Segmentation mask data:
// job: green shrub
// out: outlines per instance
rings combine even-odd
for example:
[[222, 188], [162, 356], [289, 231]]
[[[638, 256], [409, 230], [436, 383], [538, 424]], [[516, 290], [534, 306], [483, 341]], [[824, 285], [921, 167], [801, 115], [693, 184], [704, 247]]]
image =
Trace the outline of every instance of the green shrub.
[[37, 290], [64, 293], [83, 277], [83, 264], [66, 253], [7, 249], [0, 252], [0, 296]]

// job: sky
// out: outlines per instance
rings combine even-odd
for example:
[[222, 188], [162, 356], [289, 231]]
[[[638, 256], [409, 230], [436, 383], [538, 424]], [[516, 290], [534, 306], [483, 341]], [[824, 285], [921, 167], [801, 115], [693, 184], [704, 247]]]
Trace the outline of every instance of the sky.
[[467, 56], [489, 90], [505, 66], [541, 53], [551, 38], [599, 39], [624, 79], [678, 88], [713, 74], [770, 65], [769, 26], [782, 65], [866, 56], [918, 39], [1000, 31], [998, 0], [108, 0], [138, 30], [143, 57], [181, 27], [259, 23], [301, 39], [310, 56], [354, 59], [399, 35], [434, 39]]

What you need to do
All of the data is to be transcribed exactly as written.

Result for this exercise
// job: green shrub
// out: outlines per instance
rings combine even-odd
for example:
[[222, 188], [162, 356], [289, 231]]
[[[638, 256], [409, 230], [436, 383], [538, 424]], [[516, 290], [534, 306], [483, 341]], [[824, 285], [921, 167], [801, 115], [693, 184], [704, 247]]]
image =
Trace the outline of every instance of the green shrub.
[[37, 290], [64, 293], [83, 277], [83, 264], [66, 253], [7, 249], [0, 252], [0, 296]]

// job: sky
// out: outlines per instance
rings combine even-odd
for example:
[[222, 188], [162, 356], [289, 231]]
[[[638, 256], [409, 230], [436, 383], [538, 424]], [[516, 290], [534, 306], [483, 341]], [[824, 285], [921, 167], [801, 115], [693, 184], [704, 247]]]
Trace the outline of every instance of the sky.
[[467, 56], [489, 90], [505, 66], [541, 53], [551, 38], [599, 39], [624, 79], [678, 88], [713, 74], [770, 65], [769, 26], [782, 65], [866, 56], [918, 39], [1000, 31], [998, 0], [108, 0], [138, 30], [143, 57], [181, 27], [259, 23], [301, 39], [310, 56], [354, 59], [399, 35], [434, 39]]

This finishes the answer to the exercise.